Data extracts.

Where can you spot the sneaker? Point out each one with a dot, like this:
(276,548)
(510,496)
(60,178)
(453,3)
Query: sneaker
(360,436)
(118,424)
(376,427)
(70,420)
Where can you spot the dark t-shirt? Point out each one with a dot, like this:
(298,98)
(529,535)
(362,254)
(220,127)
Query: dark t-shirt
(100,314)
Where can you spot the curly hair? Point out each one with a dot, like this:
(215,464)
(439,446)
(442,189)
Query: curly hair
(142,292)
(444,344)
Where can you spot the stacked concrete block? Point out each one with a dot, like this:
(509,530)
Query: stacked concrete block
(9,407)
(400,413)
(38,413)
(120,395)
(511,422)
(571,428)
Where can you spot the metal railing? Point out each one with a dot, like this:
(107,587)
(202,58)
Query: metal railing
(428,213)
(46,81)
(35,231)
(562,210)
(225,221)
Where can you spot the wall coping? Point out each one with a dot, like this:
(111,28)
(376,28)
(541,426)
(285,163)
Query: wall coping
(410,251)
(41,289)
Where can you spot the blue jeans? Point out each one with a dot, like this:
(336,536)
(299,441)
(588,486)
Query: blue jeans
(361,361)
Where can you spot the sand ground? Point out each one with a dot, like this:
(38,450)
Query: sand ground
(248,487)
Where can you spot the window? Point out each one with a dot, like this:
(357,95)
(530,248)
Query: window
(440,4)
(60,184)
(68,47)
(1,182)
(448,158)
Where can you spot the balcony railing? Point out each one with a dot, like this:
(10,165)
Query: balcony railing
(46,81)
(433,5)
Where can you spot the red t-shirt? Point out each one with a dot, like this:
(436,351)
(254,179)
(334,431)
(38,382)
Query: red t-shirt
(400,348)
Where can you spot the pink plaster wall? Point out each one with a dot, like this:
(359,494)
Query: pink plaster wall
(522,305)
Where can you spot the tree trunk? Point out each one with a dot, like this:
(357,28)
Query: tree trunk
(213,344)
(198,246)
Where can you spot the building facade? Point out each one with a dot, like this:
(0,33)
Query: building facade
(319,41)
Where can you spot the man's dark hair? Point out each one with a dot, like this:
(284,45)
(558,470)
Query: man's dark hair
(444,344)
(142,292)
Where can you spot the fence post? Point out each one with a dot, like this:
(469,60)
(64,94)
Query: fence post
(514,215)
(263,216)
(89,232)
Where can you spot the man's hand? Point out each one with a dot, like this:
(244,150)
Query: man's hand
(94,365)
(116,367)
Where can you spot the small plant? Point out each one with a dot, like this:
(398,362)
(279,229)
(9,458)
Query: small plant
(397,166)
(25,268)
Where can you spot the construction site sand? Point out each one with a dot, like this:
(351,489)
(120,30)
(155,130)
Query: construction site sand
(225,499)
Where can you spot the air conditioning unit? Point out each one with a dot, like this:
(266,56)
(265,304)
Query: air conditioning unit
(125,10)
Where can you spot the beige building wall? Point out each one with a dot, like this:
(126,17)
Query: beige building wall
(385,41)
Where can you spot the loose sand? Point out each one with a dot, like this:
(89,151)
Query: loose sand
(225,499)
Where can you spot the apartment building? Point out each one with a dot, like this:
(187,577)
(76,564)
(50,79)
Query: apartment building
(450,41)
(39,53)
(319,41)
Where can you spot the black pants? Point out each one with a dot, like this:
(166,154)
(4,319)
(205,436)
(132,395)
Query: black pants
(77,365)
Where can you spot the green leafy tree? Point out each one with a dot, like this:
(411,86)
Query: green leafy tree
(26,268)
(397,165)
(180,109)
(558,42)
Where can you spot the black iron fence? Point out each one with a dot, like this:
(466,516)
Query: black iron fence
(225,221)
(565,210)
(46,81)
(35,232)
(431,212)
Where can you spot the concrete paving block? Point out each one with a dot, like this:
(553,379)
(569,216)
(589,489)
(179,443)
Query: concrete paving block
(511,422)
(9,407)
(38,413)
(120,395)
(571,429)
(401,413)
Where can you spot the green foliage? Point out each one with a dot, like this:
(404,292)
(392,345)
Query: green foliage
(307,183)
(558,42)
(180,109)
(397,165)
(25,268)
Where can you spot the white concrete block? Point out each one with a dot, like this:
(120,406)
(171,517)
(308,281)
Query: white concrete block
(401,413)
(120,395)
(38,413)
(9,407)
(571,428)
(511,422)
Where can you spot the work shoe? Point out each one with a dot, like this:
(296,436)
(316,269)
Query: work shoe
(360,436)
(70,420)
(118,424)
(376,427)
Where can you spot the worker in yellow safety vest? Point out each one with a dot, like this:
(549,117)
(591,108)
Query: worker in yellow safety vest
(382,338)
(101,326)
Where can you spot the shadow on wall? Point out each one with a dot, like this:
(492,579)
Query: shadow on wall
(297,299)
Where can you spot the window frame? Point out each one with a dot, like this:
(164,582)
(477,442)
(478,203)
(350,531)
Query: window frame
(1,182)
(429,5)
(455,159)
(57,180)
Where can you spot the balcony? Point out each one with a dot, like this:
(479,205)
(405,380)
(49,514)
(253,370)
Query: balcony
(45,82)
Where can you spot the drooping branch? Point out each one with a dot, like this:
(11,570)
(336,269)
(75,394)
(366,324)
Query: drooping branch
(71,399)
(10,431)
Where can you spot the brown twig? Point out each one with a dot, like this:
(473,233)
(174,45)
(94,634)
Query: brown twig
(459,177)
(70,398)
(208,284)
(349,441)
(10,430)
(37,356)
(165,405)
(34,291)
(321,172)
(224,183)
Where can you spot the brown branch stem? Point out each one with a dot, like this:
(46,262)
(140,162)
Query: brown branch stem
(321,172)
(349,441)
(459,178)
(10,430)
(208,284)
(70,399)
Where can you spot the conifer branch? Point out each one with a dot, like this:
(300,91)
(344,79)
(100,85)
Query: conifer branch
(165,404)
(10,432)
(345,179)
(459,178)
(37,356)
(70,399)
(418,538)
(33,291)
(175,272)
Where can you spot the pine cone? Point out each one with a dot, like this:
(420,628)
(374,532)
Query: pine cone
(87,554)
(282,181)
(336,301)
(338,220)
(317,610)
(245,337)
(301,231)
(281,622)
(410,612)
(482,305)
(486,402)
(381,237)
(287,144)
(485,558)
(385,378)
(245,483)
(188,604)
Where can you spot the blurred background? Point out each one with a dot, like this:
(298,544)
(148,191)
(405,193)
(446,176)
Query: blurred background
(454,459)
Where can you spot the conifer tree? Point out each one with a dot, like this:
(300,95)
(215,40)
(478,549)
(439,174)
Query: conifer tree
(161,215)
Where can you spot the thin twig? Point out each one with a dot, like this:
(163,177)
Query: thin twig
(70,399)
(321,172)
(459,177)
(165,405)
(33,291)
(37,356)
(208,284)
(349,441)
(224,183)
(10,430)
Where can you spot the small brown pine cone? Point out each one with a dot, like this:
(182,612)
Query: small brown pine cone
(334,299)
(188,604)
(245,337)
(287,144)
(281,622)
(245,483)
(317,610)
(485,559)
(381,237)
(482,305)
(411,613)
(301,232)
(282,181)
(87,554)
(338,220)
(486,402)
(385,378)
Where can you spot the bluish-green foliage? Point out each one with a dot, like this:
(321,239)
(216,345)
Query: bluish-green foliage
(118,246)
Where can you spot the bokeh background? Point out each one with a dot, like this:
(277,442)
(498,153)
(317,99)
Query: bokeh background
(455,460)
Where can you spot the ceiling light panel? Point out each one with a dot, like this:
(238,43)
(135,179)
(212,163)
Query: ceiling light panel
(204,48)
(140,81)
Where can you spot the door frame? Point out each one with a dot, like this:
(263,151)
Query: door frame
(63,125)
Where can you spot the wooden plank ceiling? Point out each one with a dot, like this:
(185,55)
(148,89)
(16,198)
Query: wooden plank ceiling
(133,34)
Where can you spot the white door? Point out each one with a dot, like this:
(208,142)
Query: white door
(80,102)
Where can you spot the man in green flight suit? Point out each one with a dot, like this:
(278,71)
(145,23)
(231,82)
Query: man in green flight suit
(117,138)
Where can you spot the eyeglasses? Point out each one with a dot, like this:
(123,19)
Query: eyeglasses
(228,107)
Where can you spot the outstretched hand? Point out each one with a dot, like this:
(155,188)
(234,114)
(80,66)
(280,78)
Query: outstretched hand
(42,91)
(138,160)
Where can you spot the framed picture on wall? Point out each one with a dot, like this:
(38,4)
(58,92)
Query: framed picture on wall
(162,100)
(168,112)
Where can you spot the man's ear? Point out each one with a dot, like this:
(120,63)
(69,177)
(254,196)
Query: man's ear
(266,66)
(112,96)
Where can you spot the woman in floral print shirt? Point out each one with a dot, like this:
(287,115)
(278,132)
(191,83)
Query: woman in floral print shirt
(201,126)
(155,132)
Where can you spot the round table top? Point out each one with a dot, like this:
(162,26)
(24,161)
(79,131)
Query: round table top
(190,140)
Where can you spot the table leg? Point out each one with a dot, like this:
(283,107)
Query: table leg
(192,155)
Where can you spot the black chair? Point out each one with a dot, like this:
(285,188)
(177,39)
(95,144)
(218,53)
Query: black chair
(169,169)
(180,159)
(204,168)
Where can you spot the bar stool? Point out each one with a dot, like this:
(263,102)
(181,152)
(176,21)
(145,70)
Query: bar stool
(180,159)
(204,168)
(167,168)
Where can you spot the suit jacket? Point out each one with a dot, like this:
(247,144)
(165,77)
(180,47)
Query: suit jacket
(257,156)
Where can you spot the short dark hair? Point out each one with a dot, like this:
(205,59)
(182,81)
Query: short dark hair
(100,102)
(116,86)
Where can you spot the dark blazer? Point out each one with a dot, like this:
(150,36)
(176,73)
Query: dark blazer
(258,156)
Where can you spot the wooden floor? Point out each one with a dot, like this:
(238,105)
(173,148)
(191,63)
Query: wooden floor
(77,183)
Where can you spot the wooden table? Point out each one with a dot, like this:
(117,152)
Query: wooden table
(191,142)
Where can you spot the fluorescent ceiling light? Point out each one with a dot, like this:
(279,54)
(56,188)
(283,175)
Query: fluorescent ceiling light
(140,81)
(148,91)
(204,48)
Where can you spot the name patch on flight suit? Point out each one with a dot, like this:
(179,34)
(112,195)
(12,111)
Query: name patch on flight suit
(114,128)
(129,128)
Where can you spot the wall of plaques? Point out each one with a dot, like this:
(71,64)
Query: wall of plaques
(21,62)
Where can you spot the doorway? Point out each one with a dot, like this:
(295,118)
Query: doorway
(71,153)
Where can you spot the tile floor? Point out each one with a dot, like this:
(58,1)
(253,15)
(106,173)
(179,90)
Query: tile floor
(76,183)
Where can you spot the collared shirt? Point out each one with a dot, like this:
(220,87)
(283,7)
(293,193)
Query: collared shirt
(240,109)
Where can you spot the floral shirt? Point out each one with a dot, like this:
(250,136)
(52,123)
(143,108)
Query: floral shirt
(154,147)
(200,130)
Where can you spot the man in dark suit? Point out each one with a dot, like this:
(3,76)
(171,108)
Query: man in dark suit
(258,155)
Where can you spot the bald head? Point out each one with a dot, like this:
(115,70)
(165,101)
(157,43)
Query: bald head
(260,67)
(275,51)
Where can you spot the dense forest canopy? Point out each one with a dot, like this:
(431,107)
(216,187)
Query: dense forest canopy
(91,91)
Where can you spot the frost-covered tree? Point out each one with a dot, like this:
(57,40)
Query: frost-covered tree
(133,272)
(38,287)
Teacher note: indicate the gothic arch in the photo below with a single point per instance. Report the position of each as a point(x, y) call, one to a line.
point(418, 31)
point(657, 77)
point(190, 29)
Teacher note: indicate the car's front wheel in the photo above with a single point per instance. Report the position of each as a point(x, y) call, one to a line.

About this task.
Could you reproduce, exactly, every line above from the line with "Where can you spot the pink" to the line with "Where can you spot the man's dark", and no other line? Both ends count.

Exercise response.
Where can you spot the pink plaster wall? Point out each one with a dot, like this:
(359,494)
Query: pink plaster wall
(522,305)
Where can you spot the tree trunk? Point out each one with a dot, like this:
(357,28)
Query: tree trunk
(213,344)
(198,246)
Where can you spot the building facade? Point out each one with a dot, like this:
(0,33)
Query: building facade
(319,41)
Where can you spot the man's dark hair? Point out each one with a dot, like this:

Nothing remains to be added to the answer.